--- Exercise material Enclosed Below ---

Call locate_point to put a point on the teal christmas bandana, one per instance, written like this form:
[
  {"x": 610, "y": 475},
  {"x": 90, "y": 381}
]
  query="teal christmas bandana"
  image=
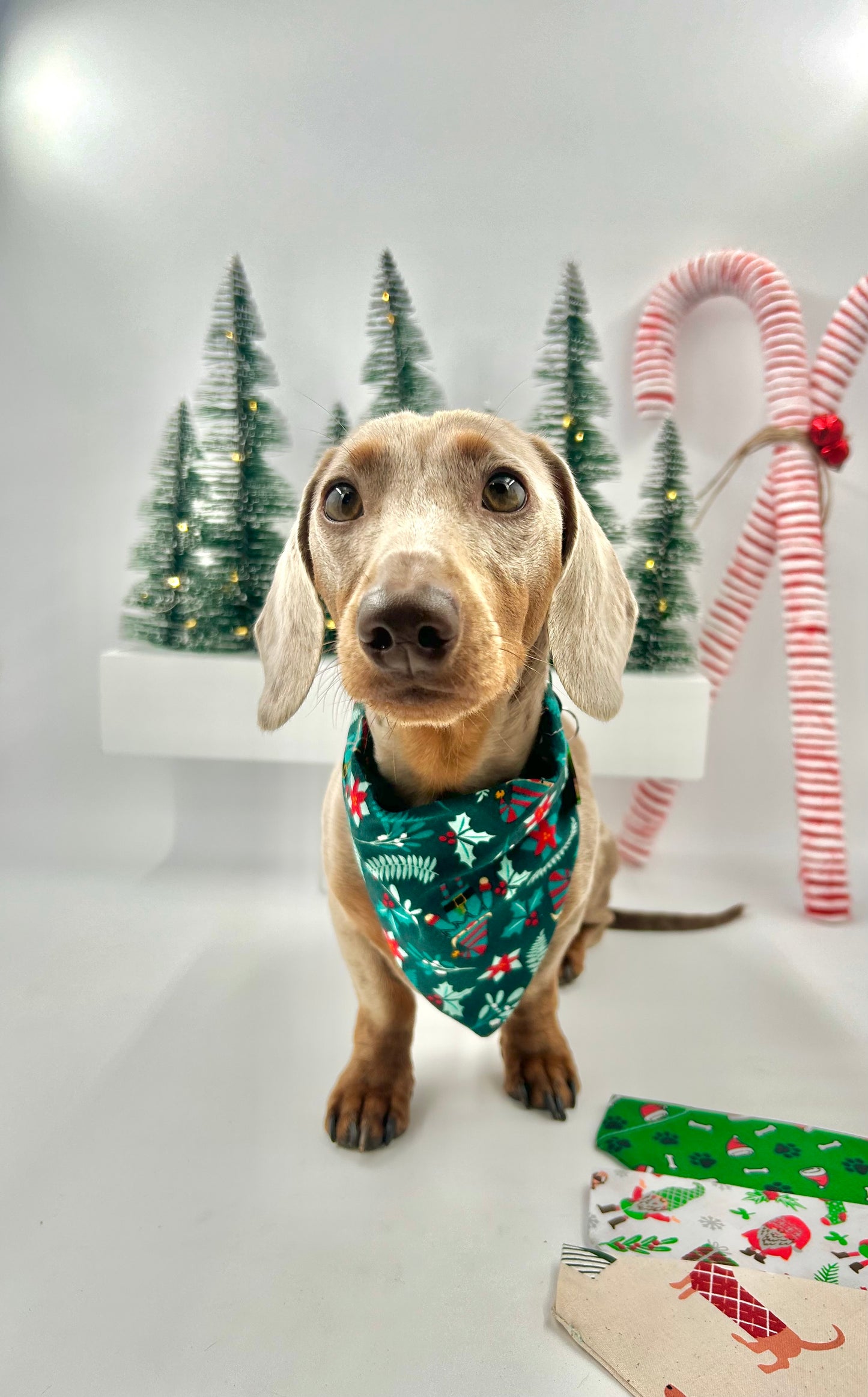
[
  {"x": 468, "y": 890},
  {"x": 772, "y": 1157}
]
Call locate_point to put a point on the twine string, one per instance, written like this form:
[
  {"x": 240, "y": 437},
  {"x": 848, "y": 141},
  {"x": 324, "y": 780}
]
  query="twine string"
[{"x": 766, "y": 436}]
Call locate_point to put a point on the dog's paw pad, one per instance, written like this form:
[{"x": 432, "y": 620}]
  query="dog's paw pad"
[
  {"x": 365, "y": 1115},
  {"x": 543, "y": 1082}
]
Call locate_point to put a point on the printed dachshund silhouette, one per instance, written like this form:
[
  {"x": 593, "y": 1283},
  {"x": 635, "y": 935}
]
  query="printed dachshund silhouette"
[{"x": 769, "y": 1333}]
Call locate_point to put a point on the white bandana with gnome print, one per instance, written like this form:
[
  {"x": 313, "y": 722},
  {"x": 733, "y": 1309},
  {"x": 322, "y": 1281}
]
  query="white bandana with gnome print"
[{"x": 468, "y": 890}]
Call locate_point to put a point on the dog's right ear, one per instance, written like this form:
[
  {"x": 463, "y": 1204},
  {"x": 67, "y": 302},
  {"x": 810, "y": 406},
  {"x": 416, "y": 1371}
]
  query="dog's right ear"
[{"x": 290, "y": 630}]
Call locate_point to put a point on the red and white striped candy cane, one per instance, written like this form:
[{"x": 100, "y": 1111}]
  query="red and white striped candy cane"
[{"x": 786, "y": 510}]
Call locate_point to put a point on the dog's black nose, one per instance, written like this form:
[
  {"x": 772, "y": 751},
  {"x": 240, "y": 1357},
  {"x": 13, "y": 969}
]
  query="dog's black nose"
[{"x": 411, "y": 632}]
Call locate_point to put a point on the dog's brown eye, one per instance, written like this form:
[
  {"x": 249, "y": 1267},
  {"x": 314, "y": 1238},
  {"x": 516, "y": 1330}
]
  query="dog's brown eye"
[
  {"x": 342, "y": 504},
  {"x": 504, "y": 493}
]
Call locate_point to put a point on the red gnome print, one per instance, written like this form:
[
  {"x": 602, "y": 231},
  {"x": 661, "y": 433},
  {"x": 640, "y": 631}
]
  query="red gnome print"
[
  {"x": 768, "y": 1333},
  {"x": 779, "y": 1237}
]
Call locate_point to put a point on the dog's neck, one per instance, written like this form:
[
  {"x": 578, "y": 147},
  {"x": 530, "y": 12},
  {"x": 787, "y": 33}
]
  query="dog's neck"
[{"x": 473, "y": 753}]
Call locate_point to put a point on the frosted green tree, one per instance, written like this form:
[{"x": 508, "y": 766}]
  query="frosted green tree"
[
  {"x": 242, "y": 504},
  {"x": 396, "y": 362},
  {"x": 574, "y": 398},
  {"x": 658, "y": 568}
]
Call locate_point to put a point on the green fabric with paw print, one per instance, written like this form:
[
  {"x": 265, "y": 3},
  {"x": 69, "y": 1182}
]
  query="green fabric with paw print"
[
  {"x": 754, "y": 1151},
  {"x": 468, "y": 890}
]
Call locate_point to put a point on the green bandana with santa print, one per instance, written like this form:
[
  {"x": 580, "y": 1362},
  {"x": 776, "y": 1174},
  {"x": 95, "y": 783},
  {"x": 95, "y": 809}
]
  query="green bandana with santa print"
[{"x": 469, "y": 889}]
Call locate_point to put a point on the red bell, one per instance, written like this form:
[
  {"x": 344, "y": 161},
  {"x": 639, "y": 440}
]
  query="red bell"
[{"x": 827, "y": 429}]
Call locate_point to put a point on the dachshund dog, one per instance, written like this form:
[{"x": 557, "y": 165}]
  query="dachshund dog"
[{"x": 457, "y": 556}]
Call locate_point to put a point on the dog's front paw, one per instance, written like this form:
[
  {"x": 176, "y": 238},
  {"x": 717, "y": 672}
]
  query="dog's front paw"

--- End of Enclosed Exercise material ---

-- Your task --
Scan the data for the string "teal" and copy each line in which it occurs.

-- Task response --
Call locate_point to put a point on the teal christmas bandana, one per instance, written like this form:
  query="teal christmas bandana"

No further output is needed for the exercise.